WHAT YOU SHOULD DO: Please extract each line of the material below that contains the string "walkway", copying every such line in full.

-- START OF DATA FOR PROCESSING --

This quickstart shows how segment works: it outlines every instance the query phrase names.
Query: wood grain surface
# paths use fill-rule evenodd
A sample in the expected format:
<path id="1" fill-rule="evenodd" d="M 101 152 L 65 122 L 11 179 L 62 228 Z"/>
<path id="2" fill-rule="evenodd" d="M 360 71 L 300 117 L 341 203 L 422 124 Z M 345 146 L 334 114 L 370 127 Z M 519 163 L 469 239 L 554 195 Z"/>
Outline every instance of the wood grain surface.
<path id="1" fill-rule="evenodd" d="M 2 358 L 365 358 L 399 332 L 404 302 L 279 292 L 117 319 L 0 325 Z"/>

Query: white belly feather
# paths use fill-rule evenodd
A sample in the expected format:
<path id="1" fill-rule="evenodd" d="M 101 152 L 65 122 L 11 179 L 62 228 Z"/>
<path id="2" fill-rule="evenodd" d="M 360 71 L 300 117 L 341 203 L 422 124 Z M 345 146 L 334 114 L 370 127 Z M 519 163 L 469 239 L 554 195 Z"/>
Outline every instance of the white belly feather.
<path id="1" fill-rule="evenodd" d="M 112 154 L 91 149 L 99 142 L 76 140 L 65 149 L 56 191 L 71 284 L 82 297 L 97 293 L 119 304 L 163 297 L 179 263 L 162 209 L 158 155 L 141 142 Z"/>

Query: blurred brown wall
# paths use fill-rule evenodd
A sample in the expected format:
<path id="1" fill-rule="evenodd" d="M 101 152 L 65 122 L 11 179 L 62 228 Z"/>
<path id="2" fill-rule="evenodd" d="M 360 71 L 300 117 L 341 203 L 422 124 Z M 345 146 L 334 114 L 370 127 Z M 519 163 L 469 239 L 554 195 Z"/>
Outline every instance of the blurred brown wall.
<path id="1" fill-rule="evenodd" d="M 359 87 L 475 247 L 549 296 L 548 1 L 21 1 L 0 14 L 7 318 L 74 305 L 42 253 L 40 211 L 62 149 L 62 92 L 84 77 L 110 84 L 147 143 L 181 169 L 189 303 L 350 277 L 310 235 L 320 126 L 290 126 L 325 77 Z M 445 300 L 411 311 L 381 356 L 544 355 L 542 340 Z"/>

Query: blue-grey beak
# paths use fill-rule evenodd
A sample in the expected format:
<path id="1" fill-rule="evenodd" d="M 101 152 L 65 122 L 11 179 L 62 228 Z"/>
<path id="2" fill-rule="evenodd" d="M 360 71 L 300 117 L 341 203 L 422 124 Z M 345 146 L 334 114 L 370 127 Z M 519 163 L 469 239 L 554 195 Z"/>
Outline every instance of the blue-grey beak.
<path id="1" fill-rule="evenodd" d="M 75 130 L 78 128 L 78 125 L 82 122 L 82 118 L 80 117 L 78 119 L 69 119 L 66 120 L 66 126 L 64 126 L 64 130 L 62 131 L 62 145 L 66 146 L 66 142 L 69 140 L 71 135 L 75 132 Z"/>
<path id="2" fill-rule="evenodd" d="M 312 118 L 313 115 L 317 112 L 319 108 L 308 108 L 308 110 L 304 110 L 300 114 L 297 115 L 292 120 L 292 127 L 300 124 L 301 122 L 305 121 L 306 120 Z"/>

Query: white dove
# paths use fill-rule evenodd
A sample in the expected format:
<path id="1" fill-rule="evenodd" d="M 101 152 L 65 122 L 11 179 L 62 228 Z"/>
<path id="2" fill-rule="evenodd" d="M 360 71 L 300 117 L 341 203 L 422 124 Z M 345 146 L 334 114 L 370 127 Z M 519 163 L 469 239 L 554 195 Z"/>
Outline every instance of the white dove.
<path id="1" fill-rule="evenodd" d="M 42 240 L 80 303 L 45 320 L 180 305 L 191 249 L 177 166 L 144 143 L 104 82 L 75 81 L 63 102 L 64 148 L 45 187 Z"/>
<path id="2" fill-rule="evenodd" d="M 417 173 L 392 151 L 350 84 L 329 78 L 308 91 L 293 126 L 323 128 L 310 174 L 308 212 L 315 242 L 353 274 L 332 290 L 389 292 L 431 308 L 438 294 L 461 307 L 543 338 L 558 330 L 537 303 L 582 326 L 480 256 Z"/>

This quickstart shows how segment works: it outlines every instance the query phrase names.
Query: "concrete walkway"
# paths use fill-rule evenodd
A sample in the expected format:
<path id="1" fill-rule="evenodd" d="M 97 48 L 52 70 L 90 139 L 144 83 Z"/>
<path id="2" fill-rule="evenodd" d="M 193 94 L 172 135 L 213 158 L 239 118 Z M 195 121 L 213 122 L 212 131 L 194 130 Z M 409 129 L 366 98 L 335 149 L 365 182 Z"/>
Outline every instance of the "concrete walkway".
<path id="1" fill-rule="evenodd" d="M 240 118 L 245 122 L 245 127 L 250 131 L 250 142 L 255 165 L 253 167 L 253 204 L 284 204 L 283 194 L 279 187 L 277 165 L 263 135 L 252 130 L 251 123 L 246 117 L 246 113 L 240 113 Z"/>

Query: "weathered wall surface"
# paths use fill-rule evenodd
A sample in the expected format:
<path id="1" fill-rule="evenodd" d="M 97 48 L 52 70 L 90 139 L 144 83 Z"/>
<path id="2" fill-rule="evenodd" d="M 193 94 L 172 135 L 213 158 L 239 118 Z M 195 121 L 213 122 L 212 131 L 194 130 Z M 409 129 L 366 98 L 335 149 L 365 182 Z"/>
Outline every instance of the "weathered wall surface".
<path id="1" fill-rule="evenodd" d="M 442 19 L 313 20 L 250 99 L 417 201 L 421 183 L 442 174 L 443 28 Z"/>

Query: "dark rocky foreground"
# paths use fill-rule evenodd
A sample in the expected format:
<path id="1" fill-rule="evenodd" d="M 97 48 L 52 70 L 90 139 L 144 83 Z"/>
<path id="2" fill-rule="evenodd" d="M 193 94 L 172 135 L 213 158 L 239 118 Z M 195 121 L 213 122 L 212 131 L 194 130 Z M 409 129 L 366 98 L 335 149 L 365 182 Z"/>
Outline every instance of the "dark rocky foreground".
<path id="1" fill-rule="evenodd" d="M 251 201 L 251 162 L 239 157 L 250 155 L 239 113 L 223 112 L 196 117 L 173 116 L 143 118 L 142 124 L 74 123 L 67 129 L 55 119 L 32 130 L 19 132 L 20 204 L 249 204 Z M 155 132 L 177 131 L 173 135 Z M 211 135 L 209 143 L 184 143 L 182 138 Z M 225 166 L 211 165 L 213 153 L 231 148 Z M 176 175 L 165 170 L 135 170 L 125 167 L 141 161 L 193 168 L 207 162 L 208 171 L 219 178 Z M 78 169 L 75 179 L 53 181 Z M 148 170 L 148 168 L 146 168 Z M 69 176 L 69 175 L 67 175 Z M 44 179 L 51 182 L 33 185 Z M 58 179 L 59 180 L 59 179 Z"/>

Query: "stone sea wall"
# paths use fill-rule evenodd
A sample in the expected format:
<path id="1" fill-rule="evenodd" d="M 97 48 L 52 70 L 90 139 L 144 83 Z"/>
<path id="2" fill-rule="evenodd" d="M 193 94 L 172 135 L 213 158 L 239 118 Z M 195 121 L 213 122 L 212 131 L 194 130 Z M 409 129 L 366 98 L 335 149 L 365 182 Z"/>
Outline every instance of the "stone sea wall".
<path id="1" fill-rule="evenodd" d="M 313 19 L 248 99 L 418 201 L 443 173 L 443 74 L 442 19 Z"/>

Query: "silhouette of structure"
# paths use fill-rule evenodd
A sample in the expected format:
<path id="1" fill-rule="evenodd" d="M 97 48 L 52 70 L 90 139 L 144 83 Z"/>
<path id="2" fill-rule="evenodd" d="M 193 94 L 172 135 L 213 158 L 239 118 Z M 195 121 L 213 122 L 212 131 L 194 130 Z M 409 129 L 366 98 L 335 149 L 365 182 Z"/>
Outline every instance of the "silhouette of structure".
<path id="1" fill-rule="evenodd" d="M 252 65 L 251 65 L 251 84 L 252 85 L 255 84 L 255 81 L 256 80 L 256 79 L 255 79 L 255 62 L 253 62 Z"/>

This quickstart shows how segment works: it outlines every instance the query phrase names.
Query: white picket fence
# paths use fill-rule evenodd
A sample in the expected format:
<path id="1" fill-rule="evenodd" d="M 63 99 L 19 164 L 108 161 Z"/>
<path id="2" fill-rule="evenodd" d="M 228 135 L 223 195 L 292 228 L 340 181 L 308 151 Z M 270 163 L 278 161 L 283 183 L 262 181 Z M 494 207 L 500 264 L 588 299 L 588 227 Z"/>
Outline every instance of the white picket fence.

-- END OF DATA FOR PROCESSING --

WRITTEN ANSWER:
Query: "concrete walkway"
Outline every instance of the "concrete walkway".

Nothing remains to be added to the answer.